Output exactly what appears from the line containing "<point>56,136</point>" to the end of the data below, and nothing more.

■ Supplied data:
··········
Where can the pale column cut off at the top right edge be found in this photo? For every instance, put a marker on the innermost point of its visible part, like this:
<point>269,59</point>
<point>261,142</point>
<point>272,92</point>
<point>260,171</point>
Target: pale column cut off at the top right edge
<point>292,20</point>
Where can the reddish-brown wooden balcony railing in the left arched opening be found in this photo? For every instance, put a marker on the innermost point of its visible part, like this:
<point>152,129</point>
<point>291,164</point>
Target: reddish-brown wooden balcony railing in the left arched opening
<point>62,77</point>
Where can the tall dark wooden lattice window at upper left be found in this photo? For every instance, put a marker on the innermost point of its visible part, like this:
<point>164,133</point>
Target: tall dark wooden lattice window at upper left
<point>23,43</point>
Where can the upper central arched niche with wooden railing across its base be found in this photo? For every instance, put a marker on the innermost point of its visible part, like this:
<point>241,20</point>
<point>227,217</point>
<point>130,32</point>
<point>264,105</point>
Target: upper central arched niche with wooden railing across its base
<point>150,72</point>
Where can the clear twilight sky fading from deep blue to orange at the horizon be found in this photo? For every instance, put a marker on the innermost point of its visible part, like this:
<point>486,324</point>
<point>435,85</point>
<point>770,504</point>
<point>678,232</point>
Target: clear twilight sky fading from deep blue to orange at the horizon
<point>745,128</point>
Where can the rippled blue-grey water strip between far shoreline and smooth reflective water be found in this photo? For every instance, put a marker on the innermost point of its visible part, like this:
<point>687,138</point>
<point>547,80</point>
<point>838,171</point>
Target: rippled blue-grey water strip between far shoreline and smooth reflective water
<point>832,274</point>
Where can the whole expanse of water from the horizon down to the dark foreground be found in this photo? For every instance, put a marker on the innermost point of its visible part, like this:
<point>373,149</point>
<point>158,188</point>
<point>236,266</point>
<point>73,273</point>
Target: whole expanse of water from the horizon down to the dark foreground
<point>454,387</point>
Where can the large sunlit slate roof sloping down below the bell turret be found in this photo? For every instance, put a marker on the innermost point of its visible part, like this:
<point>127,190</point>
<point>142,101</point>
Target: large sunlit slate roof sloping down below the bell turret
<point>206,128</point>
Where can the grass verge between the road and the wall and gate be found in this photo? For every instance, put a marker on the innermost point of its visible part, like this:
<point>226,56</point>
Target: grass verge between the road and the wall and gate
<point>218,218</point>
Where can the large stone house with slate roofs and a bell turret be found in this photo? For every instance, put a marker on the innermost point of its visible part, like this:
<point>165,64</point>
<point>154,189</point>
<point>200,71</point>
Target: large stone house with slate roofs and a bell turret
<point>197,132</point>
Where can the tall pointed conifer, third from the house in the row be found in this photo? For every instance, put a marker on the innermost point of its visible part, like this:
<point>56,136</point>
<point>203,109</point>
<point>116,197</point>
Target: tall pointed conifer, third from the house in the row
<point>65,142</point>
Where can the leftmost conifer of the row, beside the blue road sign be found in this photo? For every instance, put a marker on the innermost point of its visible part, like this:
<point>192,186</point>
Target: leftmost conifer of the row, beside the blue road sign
··········
■ Response to the task:
<point>56,136</point>
<point>203,109</point>
<point>116,197</point>
Target: tall pointed conifer, third from the house in the row
<point>65,142</point>
Where can the leftmost conifer of the row, beside the blue road sign be found in this photo? For every instance, put a marker on the innermost point of its visible part, like this:
<point>192,186</point>
Target: leftmost conifer of the row, beside the blue road sign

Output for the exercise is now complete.